■ **AIM OF THE EXERCISE**:
Every line of the records below that holds the word "windshield" belongs in the answer.

■ **DATA TO EXAMINE**:
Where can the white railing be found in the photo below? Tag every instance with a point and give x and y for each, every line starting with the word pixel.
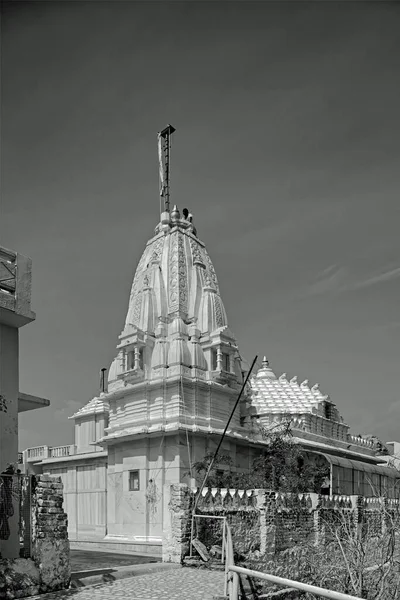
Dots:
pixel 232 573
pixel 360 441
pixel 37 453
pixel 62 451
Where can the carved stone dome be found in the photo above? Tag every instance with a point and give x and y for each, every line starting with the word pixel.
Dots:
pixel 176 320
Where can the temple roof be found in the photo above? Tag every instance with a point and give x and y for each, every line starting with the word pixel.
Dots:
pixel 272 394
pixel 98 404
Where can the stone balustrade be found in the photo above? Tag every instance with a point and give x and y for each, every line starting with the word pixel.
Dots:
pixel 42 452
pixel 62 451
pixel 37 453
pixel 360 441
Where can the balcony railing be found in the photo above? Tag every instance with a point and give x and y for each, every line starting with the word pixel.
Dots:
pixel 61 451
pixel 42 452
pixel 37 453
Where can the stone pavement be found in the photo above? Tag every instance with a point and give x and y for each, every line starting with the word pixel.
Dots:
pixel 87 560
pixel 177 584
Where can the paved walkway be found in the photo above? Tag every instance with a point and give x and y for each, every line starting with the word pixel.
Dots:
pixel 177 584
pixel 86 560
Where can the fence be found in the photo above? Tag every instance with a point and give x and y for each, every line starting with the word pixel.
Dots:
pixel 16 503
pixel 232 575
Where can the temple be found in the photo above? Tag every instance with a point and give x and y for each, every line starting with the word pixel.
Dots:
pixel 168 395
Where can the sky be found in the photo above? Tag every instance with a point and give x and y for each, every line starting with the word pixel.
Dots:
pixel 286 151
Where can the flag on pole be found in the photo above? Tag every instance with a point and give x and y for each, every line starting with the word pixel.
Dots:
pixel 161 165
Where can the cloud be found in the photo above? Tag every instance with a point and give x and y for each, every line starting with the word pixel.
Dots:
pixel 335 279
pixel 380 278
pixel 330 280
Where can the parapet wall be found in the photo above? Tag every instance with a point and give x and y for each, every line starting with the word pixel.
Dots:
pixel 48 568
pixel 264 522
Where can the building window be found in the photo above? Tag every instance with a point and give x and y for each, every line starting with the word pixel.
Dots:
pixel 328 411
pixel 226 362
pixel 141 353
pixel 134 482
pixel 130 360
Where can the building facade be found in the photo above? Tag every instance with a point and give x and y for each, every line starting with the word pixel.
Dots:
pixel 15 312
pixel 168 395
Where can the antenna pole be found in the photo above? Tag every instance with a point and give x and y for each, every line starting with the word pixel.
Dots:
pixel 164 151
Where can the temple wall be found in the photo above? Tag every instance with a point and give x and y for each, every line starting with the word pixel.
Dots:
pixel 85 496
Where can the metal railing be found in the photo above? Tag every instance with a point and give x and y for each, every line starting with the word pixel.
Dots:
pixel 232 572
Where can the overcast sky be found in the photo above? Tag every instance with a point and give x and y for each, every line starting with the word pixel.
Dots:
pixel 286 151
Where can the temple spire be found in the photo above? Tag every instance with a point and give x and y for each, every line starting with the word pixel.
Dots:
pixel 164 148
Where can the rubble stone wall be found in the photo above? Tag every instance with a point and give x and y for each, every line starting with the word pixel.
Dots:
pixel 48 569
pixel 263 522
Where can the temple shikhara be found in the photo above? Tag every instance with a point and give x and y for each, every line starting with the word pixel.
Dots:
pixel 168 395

...

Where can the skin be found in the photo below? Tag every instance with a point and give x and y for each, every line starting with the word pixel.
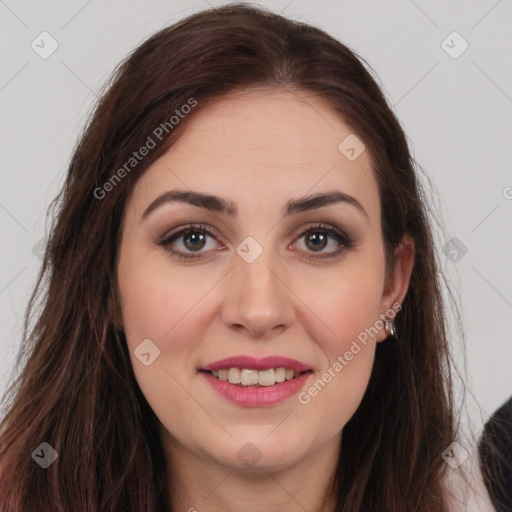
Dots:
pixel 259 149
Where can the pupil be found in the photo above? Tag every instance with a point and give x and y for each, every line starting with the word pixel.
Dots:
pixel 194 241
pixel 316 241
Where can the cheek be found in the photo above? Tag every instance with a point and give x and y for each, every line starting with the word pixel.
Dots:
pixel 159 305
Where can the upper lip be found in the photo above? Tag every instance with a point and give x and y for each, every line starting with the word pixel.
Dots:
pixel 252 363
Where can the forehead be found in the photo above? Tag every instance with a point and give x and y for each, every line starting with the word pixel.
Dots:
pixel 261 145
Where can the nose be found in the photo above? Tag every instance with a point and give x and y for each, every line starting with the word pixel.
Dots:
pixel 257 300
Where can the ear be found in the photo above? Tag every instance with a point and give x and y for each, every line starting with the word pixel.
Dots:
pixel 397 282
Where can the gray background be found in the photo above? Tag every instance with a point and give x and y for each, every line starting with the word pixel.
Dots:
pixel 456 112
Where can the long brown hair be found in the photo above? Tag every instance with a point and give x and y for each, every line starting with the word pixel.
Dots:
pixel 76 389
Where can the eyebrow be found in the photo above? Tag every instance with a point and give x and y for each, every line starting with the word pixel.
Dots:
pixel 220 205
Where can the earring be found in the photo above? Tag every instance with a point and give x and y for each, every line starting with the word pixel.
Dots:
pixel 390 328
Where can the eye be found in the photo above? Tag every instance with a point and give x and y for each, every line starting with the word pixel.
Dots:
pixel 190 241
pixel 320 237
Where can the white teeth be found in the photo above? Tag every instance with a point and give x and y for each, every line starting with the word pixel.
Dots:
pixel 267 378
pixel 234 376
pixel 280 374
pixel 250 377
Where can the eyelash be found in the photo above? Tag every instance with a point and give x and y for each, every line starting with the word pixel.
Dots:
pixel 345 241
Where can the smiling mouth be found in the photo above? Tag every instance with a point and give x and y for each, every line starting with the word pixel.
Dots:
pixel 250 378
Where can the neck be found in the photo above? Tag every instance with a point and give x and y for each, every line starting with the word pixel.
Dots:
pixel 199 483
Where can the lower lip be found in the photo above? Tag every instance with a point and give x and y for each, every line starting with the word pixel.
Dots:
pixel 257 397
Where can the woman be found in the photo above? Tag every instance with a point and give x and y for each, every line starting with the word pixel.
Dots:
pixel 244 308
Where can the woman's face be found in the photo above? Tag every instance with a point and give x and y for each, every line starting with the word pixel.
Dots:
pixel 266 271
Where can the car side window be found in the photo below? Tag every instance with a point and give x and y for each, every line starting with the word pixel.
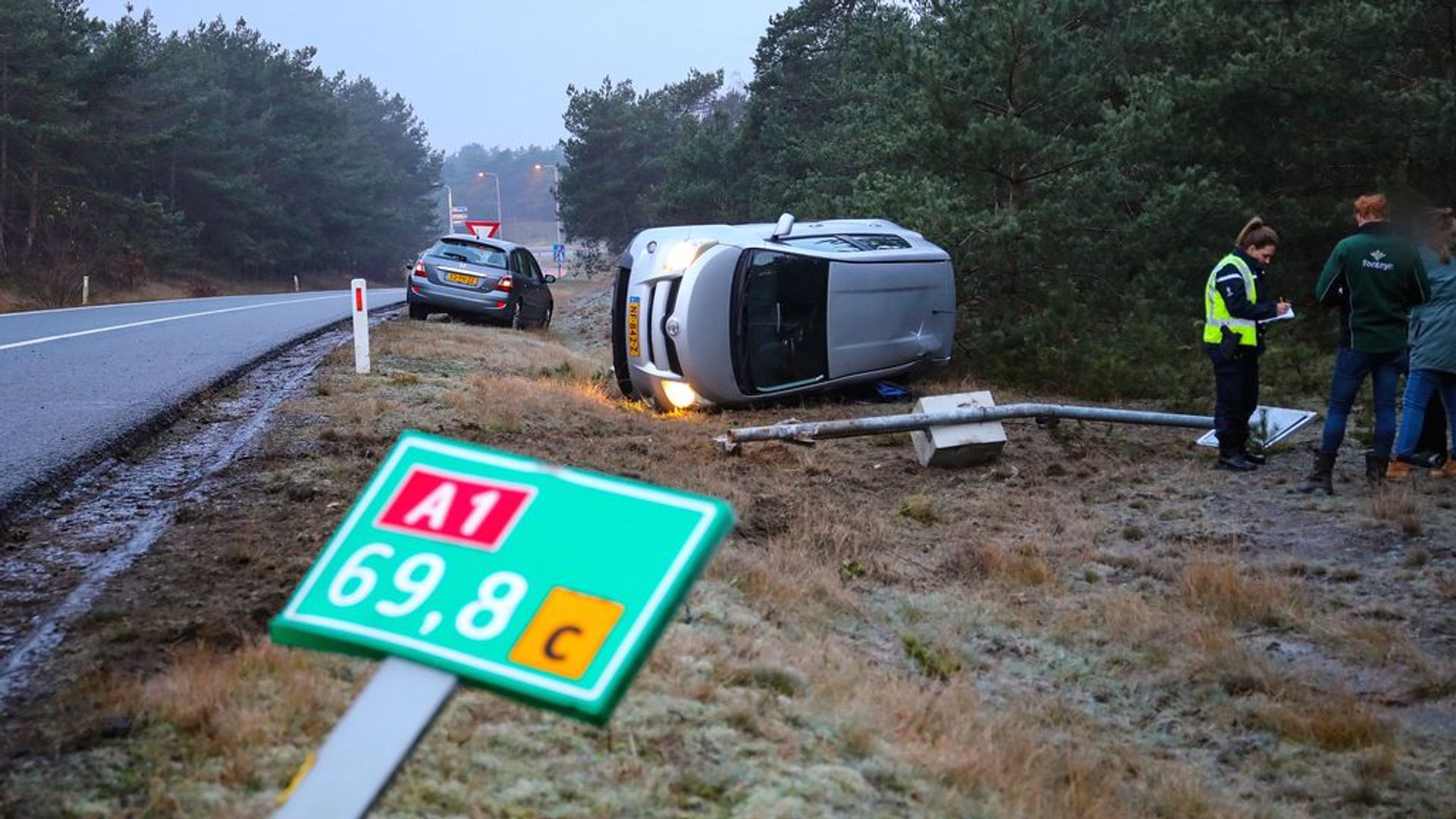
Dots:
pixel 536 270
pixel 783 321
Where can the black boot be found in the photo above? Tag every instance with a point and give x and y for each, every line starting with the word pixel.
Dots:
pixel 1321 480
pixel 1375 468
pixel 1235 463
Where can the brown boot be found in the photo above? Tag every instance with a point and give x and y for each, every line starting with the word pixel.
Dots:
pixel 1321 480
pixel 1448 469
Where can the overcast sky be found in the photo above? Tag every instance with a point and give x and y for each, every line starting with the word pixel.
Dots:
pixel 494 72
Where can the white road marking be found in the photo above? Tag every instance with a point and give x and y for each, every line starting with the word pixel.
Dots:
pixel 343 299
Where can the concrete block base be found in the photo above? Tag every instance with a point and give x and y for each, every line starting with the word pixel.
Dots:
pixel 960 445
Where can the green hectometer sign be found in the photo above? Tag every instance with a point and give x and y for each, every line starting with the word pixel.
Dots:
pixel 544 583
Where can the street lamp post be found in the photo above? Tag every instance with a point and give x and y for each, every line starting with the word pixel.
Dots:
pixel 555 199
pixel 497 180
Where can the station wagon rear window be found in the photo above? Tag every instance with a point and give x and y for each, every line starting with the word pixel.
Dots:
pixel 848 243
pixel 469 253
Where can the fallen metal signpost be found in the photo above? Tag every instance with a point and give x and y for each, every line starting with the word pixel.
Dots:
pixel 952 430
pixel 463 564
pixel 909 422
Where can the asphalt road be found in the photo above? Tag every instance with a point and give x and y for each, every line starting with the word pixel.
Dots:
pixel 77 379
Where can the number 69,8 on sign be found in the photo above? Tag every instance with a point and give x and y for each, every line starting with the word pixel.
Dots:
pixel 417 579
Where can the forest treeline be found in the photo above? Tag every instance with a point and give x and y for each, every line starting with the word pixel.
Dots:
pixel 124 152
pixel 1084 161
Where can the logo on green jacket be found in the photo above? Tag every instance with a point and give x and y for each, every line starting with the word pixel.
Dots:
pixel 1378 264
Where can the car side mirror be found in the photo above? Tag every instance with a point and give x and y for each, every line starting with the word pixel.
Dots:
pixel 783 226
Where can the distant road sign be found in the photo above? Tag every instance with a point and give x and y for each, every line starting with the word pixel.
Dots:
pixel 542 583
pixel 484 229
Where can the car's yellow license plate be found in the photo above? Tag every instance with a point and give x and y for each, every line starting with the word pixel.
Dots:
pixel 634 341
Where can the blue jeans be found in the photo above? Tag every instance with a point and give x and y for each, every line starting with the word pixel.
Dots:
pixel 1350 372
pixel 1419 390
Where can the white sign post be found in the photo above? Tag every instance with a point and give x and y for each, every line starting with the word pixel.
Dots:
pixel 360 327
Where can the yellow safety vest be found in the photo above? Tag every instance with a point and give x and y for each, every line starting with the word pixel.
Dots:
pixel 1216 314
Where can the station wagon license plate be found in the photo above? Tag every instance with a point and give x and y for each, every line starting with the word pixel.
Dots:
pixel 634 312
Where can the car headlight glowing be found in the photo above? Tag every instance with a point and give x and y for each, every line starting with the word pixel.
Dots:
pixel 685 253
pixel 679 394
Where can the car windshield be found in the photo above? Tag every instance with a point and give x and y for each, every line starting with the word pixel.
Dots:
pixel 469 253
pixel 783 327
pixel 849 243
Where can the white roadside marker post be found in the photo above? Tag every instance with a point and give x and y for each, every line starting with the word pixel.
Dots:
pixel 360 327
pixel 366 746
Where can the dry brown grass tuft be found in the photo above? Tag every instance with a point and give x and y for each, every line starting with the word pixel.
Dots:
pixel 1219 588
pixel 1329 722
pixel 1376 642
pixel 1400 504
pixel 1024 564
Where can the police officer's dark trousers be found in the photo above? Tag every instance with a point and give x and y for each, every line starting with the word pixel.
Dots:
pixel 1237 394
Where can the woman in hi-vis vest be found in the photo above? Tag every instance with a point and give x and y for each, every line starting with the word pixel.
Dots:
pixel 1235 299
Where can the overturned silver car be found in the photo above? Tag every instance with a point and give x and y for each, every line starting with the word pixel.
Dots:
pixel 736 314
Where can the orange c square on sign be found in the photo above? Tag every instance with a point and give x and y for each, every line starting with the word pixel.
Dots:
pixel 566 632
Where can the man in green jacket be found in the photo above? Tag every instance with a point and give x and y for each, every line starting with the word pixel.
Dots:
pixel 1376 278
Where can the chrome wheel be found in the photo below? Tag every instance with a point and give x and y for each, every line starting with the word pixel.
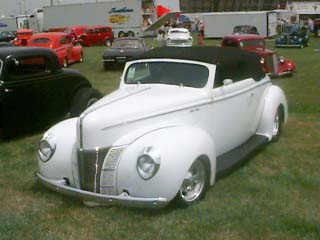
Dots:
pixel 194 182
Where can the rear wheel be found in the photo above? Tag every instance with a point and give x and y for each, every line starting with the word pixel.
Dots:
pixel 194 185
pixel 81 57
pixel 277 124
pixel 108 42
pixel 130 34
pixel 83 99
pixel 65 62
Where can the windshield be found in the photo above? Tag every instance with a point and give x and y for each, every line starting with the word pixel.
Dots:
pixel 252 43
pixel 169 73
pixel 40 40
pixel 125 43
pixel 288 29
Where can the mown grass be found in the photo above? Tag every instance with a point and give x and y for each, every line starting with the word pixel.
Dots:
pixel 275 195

==

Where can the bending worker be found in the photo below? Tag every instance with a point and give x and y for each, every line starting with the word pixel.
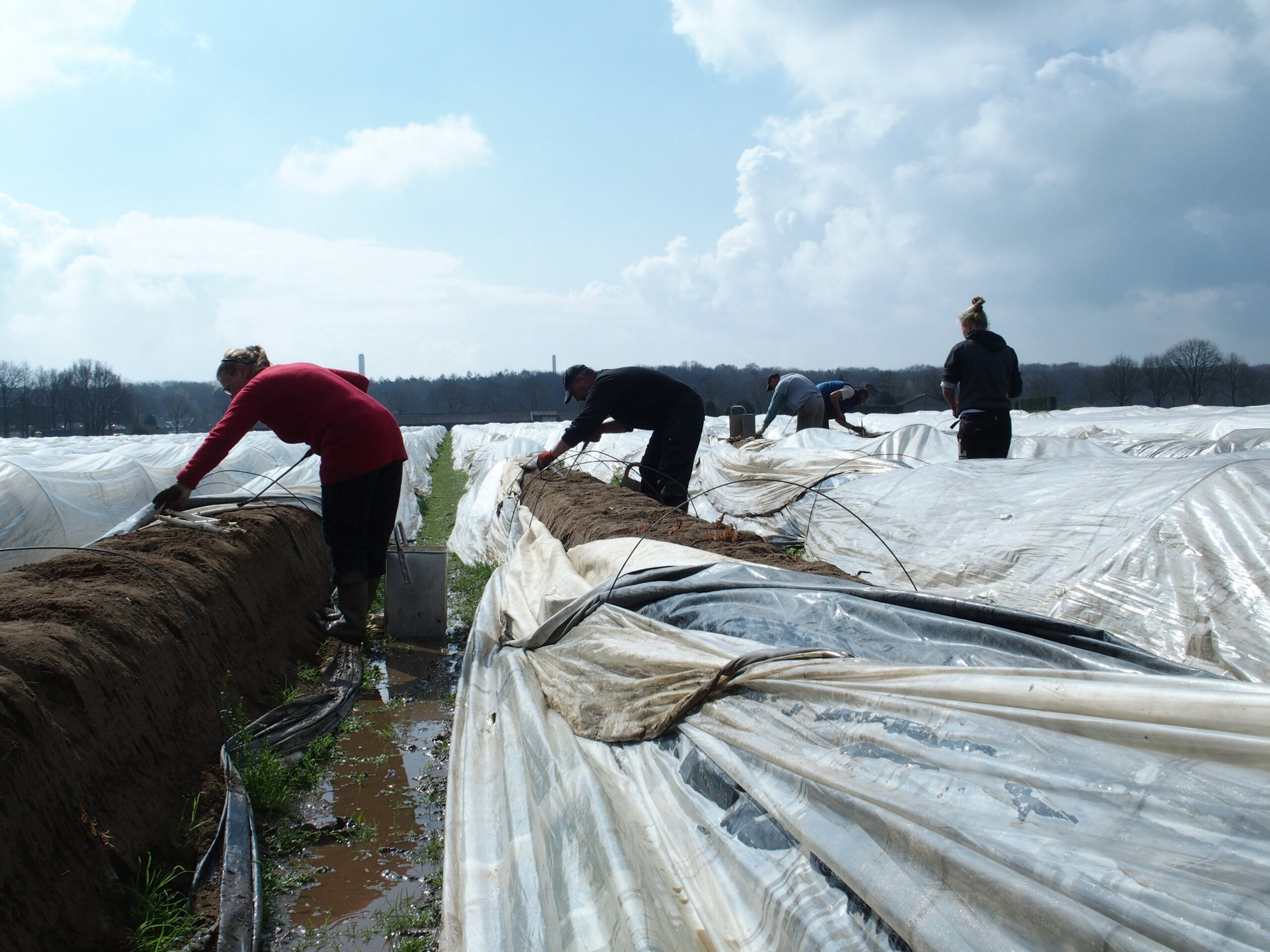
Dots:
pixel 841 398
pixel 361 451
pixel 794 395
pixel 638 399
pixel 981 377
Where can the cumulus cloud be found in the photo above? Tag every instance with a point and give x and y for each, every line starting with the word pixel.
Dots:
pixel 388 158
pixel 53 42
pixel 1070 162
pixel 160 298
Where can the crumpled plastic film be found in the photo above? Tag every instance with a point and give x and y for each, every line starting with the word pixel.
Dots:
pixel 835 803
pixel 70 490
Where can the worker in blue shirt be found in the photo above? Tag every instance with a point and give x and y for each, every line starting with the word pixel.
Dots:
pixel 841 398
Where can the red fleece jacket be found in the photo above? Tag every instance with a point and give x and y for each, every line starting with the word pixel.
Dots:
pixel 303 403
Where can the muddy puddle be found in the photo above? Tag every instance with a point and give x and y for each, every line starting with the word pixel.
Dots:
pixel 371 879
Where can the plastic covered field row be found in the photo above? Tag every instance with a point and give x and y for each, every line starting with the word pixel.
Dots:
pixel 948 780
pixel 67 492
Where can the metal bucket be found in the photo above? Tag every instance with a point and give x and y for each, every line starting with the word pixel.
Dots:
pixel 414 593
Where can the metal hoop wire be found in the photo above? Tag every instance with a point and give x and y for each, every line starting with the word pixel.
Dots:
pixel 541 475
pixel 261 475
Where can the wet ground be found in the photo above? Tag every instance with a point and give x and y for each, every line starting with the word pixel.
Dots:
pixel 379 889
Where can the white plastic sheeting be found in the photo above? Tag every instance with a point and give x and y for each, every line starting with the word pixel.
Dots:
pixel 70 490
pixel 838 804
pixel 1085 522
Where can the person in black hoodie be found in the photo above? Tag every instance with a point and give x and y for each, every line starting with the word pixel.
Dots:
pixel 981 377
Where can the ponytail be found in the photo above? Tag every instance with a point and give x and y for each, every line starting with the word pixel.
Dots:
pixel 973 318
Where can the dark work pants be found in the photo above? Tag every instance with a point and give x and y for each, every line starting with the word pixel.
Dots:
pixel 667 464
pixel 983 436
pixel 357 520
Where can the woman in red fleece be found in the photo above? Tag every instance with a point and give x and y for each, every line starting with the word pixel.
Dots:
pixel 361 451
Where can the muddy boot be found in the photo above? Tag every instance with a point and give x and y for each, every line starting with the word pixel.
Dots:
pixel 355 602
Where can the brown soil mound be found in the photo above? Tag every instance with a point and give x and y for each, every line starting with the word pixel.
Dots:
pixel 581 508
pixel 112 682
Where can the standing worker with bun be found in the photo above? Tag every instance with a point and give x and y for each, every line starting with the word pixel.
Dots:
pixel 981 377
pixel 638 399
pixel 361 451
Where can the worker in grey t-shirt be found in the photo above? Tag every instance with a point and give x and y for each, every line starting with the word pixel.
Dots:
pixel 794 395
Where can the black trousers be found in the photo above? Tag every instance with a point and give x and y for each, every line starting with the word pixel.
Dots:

■ **WRITTEN REPLY**:
Where can the car windshield be found in the photo above? Tag every instance with a point and give x and y for each, every line starting with the word pixel.
Where can the windshield be found in the photo above? Tag every instance with a point and give x and y for each, every line starting with the word pixel.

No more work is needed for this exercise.